# [ZITIERTER AUSZUG]
════════════════

Also wegen der roten Led keine Sorgen machen, das sind normalerweise irgendwelche Kontrollleuchten. Wenn etwas nicht stimmt geht er aus oder piepst beim POST.
Wegen dem Flacker...welche LEDs meinst du? Von den Lüftern?


----------



## Vagas (27. Oktober 2013)

Ja von den Lüftern, sieht so aus als ob jemand mit dem Gaspedal spielt. Ich hoffe ihr versteht mein Metapher


----------



## MatzeLP (27. Oktober 2013)

Vagas schrieb:


> Ja von den Lüftern, sieht so aus als ob jemand mit dem Gaspedal spielt. Ich hoffe ihr versteht mein Metapher


 
Nee verstehe ich nicht. 
Und wo werden die LED's angeschlossen (mit PWM ans Mobo?)
Dann könnte es sein, dass der pulsierende Effekt gewünscht ist, oder dass einmal mehr, und dann weniger Saft da ist.


----------



## Vagas (27. Oktober 2013)

════════════════

# [ERFASSTE EINTRÄGE]
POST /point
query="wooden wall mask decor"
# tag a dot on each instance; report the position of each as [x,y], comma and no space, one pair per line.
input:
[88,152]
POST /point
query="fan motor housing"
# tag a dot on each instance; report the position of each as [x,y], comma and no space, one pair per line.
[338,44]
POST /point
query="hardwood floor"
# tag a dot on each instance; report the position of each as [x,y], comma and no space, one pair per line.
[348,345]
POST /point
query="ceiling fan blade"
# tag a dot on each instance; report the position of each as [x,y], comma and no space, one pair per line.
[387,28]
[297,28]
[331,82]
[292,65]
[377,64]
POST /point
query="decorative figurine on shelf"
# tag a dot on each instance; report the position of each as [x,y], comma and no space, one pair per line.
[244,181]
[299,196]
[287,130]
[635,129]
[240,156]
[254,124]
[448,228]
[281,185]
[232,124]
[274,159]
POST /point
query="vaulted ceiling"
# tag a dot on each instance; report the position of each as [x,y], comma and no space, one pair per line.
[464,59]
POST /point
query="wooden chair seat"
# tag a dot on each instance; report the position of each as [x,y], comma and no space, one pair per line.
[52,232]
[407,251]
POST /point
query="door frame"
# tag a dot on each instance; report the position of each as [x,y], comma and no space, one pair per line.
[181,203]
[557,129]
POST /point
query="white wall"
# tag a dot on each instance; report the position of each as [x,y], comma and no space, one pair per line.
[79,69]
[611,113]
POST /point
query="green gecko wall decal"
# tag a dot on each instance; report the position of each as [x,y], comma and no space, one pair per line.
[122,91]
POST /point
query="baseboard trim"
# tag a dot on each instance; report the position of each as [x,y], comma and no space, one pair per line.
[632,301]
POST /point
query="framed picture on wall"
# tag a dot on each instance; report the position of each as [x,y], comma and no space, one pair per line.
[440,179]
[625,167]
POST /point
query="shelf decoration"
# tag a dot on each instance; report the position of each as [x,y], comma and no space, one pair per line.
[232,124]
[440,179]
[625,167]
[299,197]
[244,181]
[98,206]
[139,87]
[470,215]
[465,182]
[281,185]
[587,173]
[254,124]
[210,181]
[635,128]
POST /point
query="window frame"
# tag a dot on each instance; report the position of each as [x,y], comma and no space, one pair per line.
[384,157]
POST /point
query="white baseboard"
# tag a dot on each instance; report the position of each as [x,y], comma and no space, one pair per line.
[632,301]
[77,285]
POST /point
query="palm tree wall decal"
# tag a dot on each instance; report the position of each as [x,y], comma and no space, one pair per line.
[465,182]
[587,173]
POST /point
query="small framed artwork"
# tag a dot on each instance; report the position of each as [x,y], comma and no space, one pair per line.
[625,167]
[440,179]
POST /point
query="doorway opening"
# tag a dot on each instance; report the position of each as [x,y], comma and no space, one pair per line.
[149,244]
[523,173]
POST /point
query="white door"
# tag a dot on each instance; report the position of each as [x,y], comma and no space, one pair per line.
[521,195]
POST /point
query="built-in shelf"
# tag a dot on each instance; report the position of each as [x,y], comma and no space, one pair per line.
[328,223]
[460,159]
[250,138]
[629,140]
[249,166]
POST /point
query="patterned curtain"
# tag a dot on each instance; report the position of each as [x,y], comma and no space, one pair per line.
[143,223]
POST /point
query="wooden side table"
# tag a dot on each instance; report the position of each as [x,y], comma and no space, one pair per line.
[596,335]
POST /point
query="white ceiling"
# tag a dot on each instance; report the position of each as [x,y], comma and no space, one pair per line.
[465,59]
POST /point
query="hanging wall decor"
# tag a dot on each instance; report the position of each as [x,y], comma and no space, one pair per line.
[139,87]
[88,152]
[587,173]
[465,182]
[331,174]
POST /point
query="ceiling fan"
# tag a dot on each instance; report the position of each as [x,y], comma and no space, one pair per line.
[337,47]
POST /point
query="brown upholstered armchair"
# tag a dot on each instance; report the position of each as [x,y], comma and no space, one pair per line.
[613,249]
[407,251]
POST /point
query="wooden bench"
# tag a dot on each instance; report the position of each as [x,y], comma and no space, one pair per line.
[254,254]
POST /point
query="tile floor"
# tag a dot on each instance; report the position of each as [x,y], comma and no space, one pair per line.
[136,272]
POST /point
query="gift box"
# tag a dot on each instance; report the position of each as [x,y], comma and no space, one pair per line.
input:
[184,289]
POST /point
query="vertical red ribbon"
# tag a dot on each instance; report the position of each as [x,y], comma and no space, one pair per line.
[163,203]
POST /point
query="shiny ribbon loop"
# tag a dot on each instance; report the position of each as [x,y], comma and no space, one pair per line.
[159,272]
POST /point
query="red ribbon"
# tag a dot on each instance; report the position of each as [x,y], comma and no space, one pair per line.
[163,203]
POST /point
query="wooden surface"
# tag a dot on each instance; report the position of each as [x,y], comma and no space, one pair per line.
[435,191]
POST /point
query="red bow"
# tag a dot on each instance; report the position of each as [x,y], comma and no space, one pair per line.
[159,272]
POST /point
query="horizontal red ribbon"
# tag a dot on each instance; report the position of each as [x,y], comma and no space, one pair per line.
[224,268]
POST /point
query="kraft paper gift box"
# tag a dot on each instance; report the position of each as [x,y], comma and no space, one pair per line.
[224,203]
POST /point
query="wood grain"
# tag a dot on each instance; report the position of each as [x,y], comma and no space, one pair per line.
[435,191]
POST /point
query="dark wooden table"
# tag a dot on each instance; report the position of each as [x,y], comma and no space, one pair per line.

════════════════

# [AUSZUFÜHRENDE AUFGABEN]
**1)** Woran merkt man laut dem Forenauszug zu den Lüfter-LEDs, dass mit dem Rechner etwas nicht stimmt?
**2)** Setze den Forenauszug zu den Lüfter-LEDs dort fort, wo er aufhört.

# [DIE ANTWORTEN]
**1)** Er geht aus oder piepst beim POST.

**2)**
Ja Lüfter sind alle ans MB angeschlossen. Mal leuchten die ganze hell auf, dann wieder etwas schwächer und so leicht im Wechsel.
Meine Theorie war es, dass die Lüftersteuerung da ihre Finger am Werk hat. Wenn die Lüfter schneller drehen, sie heller leuchten und umgekehrt.
Hoffe dass hier ist jetzt verständlicher


----------



## MatzeLP (27. Oktober 2013)

Vagas schrieb:


> Ja Lüfter sind alle ans MB angeschlossen. Mal leuchten die ganze hell auf, dann wieder etwas schwächer und so leicht im Wechsel.
> Meine Theorie war es, dass die Lüftersteuerung da ihre Finger am Werk hat. Wenn die Lüfter schneller drehen, sie heller leuchten und umgekehrt.
> Hoffe dass hier ist jetzt verständlicher


 
Ja, deine Theorie ist plausibel! Sag deinen Lüftern doch mal, das sie aufhören sollen herum zu zittern und verriegle im BIOS die Drehzal und Spannung. Mal sehen, was dann passiert.

EDIT: Die Metapher Check ich nich


----------



## Vagas (27. Oktober 2013)

Alles klar  Werde ich mal ausprobieren. Mal schauen was passiert. Jedoch müssen mir uns noch besser kennen lernen, also ich und das BIOS/Uefi. Ist mein erstes Uefi  Aber nicht mehr heute Abend


----------



## MatzeLP (28. Oktober 2013)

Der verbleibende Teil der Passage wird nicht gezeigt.